Goal:
Copy the data below line for line, without changing a single character.

* start Record extracts *

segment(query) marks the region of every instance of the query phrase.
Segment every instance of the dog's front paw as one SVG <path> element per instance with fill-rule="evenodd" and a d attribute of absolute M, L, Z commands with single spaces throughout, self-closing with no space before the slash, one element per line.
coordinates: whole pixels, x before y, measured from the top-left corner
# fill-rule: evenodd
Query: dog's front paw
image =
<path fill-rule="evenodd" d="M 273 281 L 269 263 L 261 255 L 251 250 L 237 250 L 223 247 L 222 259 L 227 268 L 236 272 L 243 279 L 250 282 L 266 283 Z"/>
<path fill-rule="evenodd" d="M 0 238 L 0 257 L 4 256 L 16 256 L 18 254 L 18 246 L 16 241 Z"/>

* end Record extracts *

Correct output:
segment(query) marks the region of every instance of the query phrase.
Segment every instance of the dog's front paw as one SVG <path> element per instance with fill-rule="evenodd" and a d attribute of absolute M, L, Z commands with single spaces throughout, self-closing with no space before the slash, one element per line.
coordinates: whole pixels, x before y, measured from the top-left corner
# fill-rule: evenodd
Query: dog's front paw
image =
<path fill-rule="evenodd" d="M 273 281 L 269 263 L 261 255 L 251 250 L 237 250 L 223 247 L 222 259 L 227 268 L 236 272 L 243 279 L 250 282 L 266 283 Z"/>
<path fill-rule="evenodd" d="M 0 238 L 0 257 L 4 256 L 16 256 L 18 254 L 18 246 L 16 241 Z"/>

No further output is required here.